DOCUMENT TEXT
########################################
It can be done for reasons of pure charity (like the struggling young racer mentioned previously), or as affirmative action (think scholarship programs for women mechanics or inner city kids) that ultimately benefits the industry. It can be as a quid pro quo, as with customer loyalty programs: spend more money with us, earn special benefits. We can dress it up any way we want. But the bottom line is, well, the bottom line: we should offer these incentives when — and only when — they’re good for business.
But we don’t, and that’s for two reasons. The first is that Bro Deal culture has become an entitlement, and one baked so deep into bike culture that we don’t notice it at an institutional level (if there have been other BRAIN editorials on this subject, I haven’t seen them). The second reason is related to that viral issue I mentioned earlier. We have reached critical bro deal mass: there’s at least the perception that if you don’t come up with the swag or discount, the next brand or supplier or retailer will.
########################################
GIVEN INFORMATION
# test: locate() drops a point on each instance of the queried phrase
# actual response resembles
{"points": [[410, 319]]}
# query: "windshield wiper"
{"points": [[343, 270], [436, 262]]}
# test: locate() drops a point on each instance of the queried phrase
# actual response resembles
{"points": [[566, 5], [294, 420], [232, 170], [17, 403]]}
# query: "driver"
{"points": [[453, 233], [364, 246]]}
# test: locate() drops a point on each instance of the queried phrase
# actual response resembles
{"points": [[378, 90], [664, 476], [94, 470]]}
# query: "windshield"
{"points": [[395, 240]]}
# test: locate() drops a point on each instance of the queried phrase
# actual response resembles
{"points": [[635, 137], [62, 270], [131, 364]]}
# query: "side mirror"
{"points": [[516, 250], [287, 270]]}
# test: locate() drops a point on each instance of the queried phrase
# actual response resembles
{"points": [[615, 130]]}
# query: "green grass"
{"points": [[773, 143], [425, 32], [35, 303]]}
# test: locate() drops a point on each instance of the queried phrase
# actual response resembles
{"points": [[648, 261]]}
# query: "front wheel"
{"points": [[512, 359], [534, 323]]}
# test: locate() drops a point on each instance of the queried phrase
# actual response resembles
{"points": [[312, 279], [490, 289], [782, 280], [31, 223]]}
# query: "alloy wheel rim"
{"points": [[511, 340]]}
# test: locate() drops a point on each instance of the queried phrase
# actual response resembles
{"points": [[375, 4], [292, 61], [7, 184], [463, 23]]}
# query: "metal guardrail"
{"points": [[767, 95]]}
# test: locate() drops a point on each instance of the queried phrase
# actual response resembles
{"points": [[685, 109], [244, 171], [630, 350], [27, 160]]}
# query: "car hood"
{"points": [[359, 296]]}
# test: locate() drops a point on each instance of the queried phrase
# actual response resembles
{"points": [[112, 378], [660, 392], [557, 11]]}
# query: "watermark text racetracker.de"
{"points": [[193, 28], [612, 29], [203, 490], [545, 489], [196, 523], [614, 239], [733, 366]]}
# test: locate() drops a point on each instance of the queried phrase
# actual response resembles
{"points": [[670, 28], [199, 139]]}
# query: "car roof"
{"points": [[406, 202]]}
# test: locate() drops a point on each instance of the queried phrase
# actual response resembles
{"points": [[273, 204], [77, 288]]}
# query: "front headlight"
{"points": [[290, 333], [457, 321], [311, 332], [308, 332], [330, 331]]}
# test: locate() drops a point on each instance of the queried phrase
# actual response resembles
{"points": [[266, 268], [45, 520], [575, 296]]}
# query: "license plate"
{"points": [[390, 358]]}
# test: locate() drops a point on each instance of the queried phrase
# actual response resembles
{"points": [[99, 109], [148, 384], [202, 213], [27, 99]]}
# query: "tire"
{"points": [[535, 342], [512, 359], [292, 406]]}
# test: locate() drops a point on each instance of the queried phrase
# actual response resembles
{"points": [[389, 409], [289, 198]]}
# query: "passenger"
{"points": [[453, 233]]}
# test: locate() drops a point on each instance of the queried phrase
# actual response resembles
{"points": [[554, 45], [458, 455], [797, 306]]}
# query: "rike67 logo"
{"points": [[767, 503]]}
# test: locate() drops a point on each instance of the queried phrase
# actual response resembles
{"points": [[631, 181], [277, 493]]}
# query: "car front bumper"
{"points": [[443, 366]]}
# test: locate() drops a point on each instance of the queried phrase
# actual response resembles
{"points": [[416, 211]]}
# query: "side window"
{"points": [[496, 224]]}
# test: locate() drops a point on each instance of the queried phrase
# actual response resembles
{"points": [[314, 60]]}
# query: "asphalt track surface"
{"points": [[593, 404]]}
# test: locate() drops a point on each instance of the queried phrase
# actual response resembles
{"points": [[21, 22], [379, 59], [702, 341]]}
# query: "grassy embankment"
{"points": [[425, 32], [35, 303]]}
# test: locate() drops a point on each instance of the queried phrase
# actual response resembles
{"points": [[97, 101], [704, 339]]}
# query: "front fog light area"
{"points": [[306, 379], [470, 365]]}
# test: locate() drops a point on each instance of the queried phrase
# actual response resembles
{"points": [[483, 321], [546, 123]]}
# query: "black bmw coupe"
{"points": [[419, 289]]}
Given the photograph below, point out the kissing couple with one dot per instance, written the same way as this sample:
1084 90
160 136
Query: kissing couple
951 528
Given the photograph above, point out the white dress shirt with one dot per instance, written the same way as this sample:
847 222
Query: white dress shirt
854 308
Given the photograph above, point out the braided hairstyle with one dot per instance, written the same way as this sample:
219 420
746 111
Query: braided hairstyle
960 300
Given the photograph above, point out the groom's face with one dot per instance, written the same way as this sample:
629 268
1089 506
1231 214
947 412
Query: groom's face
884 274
########################################
PROBLEMS TO WORK ON
1. Reproduce the bro deal passage from "But we don’t, and" to "or retailer will.".
2. According to the bro deal passage, why doesn't the industry offer incentives only when they are good for business? Answer in one to three sentences.
The data is separate material and has no connection to the bro deal passage.

PER-TASK ANSWERS
1.
But we don’t, and that’s for two reasons. The first is that Bro Deal culture has become an entitlement, and one baked so deep into bike culture that we don’t notice it at an institutional level (if there have been other BRAIN editorials on this subject, I haven’t seen them). The second reason is related to that viral issue I mentioned earlier. We have reached critical bro deal mass: there’s at least the perception that if you don’t come up with the swag or discount, the next brand or supplier or retailer will.

2. Bro deal culture has become an entitlement so deeply rooted in bike culture that no one notices it at an institutional level. The industry has also reached critical bro deal mass, where there is at least the perception that if you don't come up with the swag or discount, the next brand, supplier or retailer will.